Depuis quelques mois nous faisons face à ce qu'on appelle le vers de la grappe. Ce sont des papillons qui pondent dans les grappes ce qui donne des petits vers et rend le raisin impropre à la fabrication de vin. Comme tous les vignerons je traite mes vignes, mais je le fais uniquement avec des produits bio. Pour autant, je n'ajoute pas une étiquette "bio" sur mes bouteilles car je veux rester autonome et indépendante.
Mais mon but ultime serait de prévenir plutôt que guérir. C'est pour cela que depuis huit mois, j'ai ajouté des petites cabanes sur mon domaine pour que les chauve-souris, qui ont déserté vers les villages à cause des vignes polluées et des vignerons qui n'habitent plus sur place, reviennent. En effet, je me suis rendu compte que ces petites bêtes sortaient le soir à la même heure que les papillons et les mangeaient. On commence déjà à voir les premiers résultats de cette méthode.

Items provenant d'un jeu de données d'annotation:
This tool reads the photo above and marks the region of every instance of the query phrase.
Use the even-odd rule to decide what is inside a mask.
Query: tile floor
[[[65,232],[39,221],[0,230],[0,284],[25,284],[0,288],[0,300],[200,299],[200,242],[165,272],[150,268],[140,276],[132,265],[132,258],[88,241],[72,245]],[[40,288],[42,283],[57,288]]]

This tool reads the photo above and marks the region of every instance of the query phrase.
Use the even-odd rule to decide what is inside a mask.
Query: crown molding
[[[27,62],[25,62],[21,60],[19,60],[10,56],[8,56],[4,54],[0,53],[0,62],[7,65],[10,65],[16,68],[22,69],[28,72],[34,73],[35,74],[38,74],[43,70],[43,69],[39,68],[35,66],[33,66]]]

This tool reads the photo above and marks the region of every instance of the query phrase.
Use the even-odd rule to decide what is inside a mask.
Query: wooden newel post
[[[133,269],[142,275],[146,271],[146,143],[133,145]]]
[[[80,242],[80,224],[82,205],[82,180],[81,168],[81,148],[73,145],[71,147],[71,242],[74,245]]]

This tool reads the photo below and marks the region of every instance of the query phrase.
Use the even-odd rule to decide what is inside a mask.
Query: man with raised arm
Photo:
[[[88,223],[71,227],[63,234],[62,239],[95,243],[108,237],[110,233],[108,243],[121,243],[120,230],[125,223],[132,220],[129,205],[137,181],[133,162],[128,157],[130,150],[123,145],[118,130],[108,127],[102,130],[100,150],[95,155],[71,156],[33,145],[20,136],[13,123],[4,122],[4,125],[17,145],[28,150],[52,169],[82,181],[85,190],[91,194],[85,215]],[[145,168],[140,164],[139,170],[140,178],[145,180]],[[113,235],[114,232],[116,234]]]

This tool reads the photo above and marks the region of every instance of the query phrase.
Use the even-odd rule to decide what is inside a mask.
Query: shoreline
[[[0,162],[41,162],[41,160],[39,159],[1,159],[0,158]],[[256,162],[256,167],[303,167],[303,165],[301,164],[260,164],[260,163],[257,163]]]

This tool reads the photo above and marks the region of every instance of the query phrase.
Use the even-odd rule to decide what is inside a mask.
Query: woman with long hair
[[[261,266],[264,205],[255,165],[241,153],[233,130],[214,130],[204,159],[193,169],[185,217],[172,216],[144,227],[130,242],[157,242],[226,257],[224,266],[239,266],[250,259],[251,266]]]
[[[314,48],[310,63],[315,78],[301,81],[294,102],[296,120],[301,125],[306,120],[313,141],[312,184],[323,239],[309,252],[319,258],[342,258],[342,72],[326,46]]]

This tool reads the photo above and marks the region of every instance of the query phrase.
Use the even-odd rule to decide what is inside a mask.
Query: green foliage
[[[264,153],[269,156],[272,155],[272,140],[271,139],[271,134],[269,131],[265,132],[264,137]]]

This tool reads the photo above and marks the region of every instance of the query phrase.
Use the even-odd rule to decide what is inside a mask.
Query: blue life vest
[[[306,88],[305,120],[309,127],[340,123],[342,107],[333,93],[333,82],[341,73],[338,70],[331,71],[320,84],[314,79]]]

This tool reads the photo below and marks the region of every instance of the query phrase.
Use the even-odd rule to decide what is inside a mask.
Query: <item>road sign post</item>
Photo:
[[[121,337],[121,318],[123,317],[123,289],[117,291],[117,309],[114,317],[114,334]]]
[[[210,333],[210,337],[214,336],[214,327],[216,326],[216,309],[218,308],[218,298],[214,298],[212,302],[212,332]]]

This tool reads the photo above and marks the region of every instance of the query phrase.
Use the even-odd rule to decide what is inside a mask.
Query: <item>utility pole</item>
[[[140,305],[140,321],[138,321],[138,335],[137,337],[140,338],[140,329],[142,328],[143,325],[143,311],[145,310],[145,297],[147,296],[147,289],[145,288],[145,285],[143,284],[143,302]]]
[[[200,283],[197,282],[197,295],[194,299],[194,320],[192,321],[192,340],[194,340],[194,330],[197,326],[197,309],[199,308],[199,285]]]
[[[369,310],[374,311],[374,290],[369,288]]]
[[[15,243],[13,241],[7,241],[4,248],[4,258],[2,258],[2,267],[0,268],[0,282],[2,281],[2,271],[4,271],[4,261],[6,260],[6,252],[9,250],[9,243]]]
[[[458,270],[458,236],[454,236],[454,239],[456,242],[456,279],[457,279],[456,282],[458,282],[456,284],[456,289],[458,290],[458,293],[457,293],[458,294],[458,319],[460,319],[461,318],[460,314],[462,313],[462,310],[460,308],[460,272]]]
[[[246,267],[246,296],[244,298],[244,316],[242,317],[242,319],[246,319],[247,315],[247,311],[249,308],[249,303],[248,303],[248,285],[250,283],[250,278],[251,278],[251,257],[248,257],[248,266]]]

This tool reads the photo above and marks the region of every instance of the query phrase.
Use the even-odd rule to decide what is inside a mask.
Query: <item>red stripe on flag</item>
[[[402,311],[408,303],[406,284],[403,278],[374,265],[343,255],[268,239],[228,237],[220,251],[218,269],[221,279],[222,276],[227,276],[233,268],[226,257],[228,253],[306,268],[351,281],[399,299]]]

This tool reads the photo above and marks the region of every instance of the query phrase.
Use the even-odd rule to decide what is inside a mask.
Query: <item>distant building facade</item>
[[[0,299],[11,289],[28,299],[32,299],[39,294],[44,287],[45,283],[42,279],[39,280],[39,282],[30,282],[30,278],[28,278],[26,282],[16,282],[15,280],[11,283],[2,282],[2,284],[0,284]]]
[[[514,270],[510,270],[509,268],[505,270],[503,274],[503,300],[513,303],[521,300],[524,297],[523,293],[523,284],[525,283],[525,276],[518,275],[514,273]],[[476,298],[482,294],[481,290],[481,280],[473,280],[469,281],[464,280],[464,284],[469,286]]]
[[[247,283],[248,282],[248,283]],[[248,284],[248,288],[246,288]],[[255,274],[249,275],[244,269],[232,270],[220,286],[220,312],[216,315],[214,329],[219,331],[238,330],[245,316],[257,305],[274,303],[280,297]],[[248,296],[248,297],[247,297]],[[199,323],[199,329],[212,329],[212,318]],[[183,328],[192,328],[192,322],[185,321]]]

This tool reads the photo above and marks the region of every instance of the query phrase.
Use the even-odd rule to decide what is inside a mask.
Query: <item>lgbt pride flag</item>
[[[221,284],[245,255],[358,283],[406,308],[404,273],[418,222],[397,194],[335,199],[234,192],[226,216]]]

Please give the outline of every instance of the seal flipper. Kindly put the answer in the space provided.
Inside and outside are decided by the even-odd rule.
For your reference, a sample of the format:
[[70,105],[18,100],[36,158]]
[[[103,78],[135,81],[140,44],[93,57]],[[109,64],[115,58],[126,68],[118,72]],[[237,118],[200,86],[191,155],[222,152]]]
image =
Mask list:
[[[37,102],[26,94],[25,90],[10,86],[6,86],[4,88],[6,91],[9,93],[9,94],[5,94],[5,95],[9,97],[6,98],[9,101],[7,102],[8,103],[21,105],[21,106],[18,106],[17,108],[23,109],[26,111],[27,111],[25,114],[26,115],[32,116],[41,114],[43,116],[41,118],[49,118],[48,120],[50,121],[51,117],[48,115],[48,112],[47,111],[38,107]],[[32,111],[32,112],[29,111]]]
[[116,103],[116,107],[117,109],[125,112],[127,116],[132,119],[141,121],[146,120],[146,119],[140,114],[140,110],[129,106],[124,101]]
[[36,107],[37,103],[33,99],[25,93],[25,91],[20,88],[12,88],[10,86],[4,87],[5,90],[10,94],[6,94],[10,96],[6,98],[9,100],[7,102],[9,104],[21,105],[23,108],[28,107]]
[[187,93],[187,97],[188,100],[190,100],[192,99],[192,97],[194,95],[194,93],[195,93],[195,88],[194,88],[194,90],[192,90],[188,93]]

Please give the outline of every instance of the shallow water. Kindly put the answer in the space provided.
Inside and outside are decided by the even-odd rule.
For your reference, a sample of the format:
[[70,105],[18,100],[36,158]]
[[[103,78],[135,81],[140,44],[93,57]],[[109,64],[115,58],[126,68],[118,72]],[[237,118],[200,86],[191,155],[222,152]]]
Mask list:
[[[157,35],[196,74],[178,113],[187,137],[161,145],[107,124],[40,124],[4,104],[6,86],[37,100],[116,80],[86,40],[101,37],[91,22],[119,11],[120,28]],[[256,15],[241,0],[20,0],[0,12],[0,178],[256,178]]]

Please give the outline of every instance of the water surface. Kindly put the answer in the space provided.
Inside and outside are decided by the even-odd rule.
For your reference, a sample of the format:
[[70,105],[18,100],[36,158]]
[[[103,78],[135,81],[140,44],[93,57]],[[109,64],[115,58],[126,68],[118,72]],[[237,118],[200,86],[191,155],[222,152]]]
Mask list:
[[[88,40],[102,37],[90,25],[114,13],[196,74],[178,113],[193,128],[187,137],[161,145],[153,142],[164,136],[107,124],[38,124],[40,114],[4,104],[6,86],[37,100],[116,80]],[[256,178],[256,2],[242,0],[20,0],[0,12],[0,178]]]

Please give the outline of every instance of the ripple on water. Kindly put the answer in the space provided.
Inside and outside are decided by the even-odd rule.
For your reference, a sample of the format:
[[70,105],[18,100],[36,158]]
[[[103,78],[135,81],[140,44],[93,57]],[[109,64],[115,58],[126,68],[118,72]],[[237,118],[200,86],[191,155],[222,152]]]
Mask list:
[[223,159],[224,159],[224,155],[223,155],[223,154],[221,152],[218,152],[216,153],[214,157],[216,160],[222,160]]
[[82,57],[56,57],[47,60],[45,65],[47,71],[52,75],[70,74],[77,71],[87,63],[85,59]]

◆ Énoncé 1:
Répondez à ces questions à partir de l'extrait.
(a) Quels insectes pondent dans les grappes ?
(b) Depuis combien de temps des petites cabanes ont-elles été ajoutées sur le domaine ?
(c) À quel moment les chauves-souris sortent-elles ?
◆ Énoncé 2: Recopiez le passage de l'extrait compris entre « Mais mon but » et « de cette méthode. », bornes incluses.
Les items ne sont pas utiles ici.

◆ Réponse attendue 1:
(a) Des papillons.
(b) Depuis huit mois.
(c) Le soir, à la même heure que les papillons.

◆ Réponse attendue 2:
Mais mon but ultime serait de prévenir plutôt que guérir. C'est pour cela que depuis huit mois, j'ai ajouté des petites cabanes sur mon domaine pour que les chauve-souris, qui ont déserté vers les villages à cause des vignes polluées et des vignerons qui n'habitent plus sur place, reviennent. En effet, je me suis rendu compte que ces petites bêtes sortaient le soir à la même heure que les papillons et les mangeaient. On commence déjà à voir les premiers résultats de cette méthode.